THE TASK
Please explain, in one to three sentences, why the court opinion below rejects the district court's finding that Delmendo lacked intention to reside permanently in the United States.

---------- SUPPLIED TEXT ----------

Delmendo appeals from a judgment denaturalizing him pursuant to 8 U.S.C. 1451(d). The issue is whether the evidence supported the district court's determination that Delmendo lacked intention to reside permanently in the United States when he filed his petition for naturalization. We conclude that the evidence was insufficient and that the district court's contrary conclusion was based on a misapplication of 8 U.S.C. 1451(d).

2

Under section 1451(d), proof that a naturalized citizen established a permanent residence abroad within five years from his naturalization is 'considered prima facie evidence of a lack of intention on the part of such person to reside permanently in the United States at the time of filing his petition for naturalization . . ..' In absence of countervailing evidence, the prima facie evidence is 'sufficient . . . to authorize . . . the cancellation of the certificate of naturalization as having been obtained by concealment of a material fact or by willful misrepresentation . . ..'

3

We are of the view that the evidence was inadequate to sustain a finding that Delmendo established a permanent residence abroad and that even if he did so, the countervailing evidence of his intent at the time of naturalization to reside permanently in the United States defeated the statutory presumption.

4

Delmendo reached Hawaii in 1946 from his native Philippines. He was steadily employed in Hawaii until 1953, when he visited the Philippines and married. He returned to Hawaii five months later, leaving his bride in the Philippines because he could not afford to bring her with him. (He did not revisit the Philippines until 1958, despite the fact that his wife had borne him a child in 1954.) When he returned to Hawaii, he promptly commenced naturalization proceedings. More than four years elapsed after he was naturalized and before he rejoined his wife and child in the Philippines. During all of those years he continuously resided and worked in Hawaii. His testimony revealed attachment to life in the United States.

---------- GIVEN DATA ----------

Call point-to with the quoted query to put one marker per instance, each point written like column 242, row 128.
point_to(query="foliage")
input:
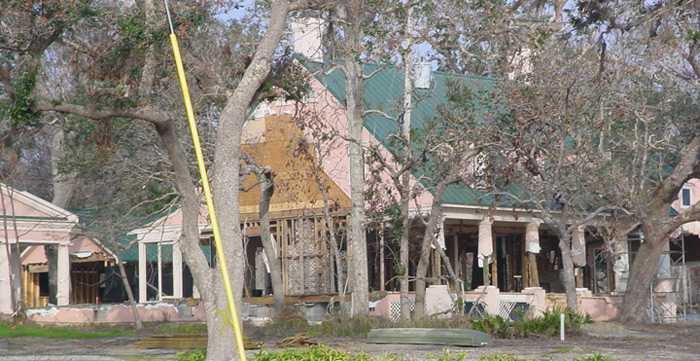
column 596, row 357
column 316, row 353
column 289, row 322
column 194, row 355
column 343, row 325
column 8, row 330
column 180, row 327
column 499, row 357
column 493, row 325
column 545, row 326
column 548, row 325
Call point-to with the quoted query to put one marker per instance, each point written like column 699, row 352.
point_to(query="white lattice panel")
column 395, row 309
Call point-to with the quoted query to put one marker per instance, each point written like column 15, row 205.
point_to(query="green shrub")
column 342, row 325
column 180, row 327
column 195, row 355
column 493, row 325
column 289, row 322
column 499, row 357
column 546, row 325
column 595, row 357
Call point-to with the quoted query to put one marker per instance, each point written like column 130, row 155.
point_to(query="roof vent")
column 422, row 75
column 308, row 32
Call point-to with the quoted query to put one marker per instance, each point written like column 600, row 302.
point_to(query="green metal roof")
column 384, row 91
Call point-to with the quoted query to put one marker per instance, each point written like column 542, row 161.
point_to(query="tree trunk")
column 63, row 185
column 567, row 272
column 358, row 238
column 642, row 273
column 403, row 259
column 267, row 188
column 226, row 172
column 51, row 252
column 428, row 239
column 219, row 345
column 405, row 186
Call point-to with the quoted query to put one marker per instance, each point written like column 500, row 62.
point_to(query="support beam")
column 63, row 270
column 532, row 248
column 177, row 271
column 578, row 253
column 5, row 284
column 143, row 279
column 485, row 248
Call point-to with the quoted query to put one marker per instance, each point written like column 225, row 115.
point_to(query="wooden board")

----------

ANSWER
The court holds that the evidence could not support a finding that Delmendo established a permanent residence abroad. Even if he had, the countervailing evidence of his intent to reside permanently in the United States at the time of naturalization defeated the statutory presumption.